Exercise brief
Find every line in the entries below that contains the string "stone", with case counting, and copy each of those lines in full.

Data section
▬▬▬

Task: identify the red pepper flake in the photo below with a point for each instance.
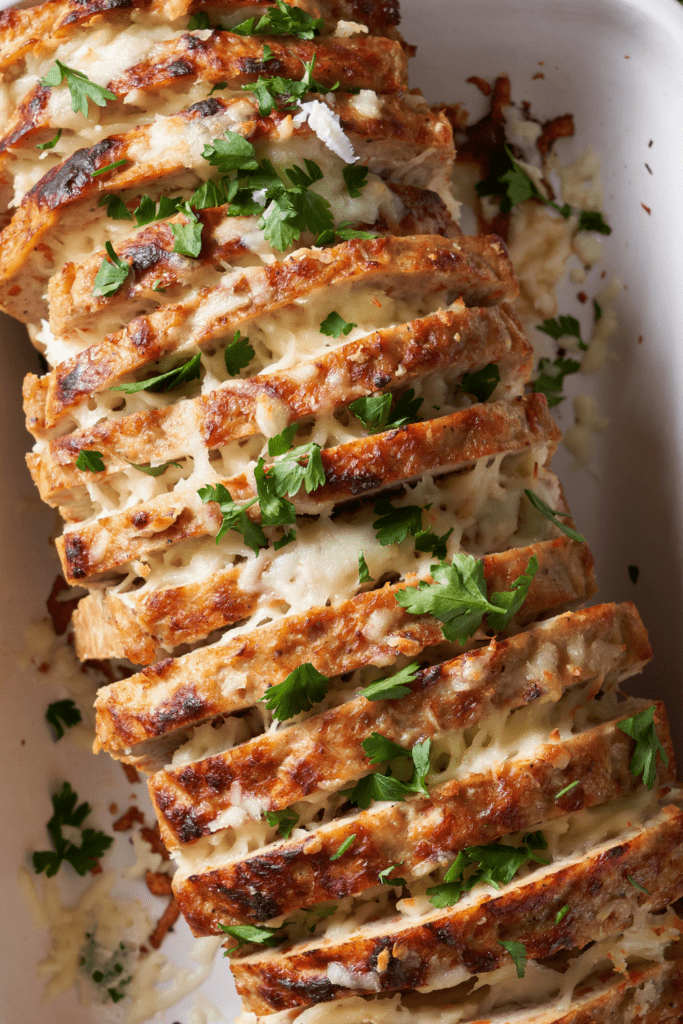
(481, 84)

▬▬▬

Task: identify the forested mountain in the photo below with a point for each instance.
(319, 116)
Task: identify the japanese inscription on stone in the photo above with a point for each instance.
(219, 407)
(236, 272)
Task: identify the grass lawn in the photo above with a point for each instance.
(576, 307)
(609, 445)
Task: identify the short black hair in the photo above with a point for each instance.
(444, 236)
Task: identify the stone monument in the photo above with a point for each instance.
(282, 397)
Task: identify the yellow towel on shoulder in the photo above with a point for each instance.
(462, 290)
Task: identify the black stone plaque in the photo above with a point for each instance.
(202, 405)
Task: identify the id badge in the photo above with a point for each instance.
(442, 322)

▬▬▬

Exercise response
Task: identify the japanese inscription on stone in the photo above with a point for each instance.
Task: identify the stone monument in the photo above with a point for each instance.
Task: identify the black stone plaque in the photo above with a point for each instance.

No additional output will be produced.